▶ [Texte source]
+--
* Le président assure les maires de son "profond respect"

* Vaste réforme de la fiscalité locale en 2020

* LR déplore les "belles paroles" du chef de l'Etat (Actualisé avec communiqué des Républicains)

PARIS, 23 novembre (Reuters) - Emmanuel Macron a scellé jeudi le sort de la taxe d'habitation en annonçant l'entrée en vigueur d'une vaste réforme de la fiscalité locale en 2020 et s'est engagé devant les maires de France à donner plus d'autonomie aux territoires.

Reçu dans un climat tendu par ses exigences de maîtrise des dépenses des collectivités, le chef de l'Etat a reconnu un manque de dialogue lors des coupes budgétaires de l'été et l'imperfection des projets gouvernementaux sur le logement.

Il a fait l'éloge des maires, disant son "profond respect" pour ces "engagés". "Nous avons le devoir de réussir ensemble pour la France", a-t-il dit, lançant : "j’ai besoin de vous !"

Sifflé lorsqu'il a confirmé l'exonération en trois ans de la taxe d'habitation pour 80% des ménages, Emmanuel Macron a dit qu'elle ne devait être qu'un avant-goût de sa suppression et d'une refonte de la fiscalité locale à l'horizon 2020.

"Si cet impôt est mauvais pour 80% des Français, il y a peu de chance qu’il soit bon pour les 20% restant", a-t-il dit.

"Je veux une réforme ambitieuse, cohérente, dont la taxe d’habitation n'est que le premier acte", pour créer une fiscalité locale reflétant les missions exercées par chacune des collectivités - régions, départements, communes.

Il a cité à cet égard le point de TVA désormais affecté aux régions, qui ont le développement économique pour compétence, en souhaitant qu'on aille "plus loin".

DÉSENDETTEMENT

Des solutions comme le fléchage d'une partie de la CSG ou de la CRDS vers les départements et d'une partie de l'impôt sur le revenu vers les communes sont par exemple examinées.

Comme le Premier ministre mardi, il a souligné que l'immense majorité des communes ne serait pas concernée par les contrats de performance financière que l'Etat veut passer avec les plus grandes collectivités - régions, départements, communauté d'agglomération et communes.
+--
▶ [Extrait des données]
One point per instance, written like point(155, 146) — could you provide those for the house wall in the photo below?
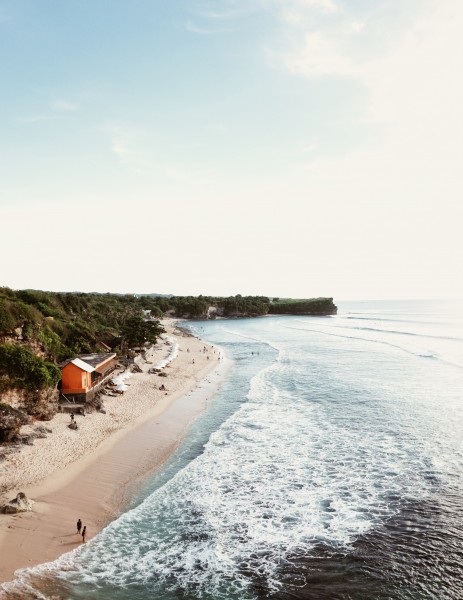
point(74, 380)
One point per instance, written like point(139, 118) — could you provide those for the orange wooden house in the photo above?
point(81, 376)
+--
▶ [Consigne]
Pouvez-vous reproduire à l'identique le passage de l'article sur la réforme de la taxe d'habitation situé entre « DÉSENDETTEMENT » et « d'agglomération et communes. », ces deux bornes comprises ?

▶ [Résultat de l'exercice]
DÉSENDETTEMENT

Des solutions comme le fléchage d'une partie de la CSG ou de la CRDS vers les départements et d'une partie de l'impôt sur le revenu vers les communes sont par exemple examinées.

Comme le Premier ministre mardi, il a souligné que l'immense majorité des communes ne serait pas concernée par les contrats de performance financière que l'Etat veut passer avec les plus grandes collectivités - régions, départements, communauté d'agglomération et communes.